● **Data listing**
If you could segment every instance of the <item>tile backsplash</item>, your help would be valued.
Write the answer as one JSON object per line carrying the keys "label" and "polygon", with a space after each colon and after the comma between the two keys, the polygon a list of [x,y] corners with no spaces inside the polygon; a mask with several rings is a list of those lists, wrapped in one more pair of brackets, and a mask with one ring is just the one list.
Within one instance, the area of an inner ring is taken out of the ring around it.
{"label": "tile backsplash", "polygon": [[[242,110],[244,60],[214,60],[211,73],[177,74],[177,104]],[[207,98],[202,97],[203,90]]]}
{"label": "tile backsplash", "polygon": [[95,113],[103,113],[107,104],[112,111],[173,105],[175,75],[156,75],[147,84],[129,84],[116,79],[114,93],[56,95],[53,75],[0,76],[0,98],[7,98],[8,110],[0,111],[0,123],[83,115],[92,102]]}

● **Brief**
Output all of the entries above again, reproducing every line without any change.

● **Solution to the exercise**
If you could segment every instance of the <item>tile backsplash</item>, your help would be valued.
Write the answer as one JSON object per line carrying the keys "label" and "polygon", with a space after each colon and after the comma between the two keys, the polygon a list of [x,y] corners with no spaces inside the polygon; a mask with several rings is a list of those lists, wrapped in one more pair of brackets, and a mask with one ring is just the one list.
Within one instance, the area of an inner ring is taken out of the ring around it.
{"label": "tile backsplash", "polygon": [[[242,110],[244,60],[214,60],[211,73],[177,74],[177,104]],[[207,98],[202,97],[203,90]]]}
{"label": "tile backsplash", "polygon": [[95,113],[103,113],[107,104],[112,111],[173,105],[175,75],[156,75],[147,84],[129,84],[116,79],[114,93],[56,95],[53,75],[0,76],[0,98],[7,98],[8,110],[0,111],[0,123],[83,115],[92,102]]}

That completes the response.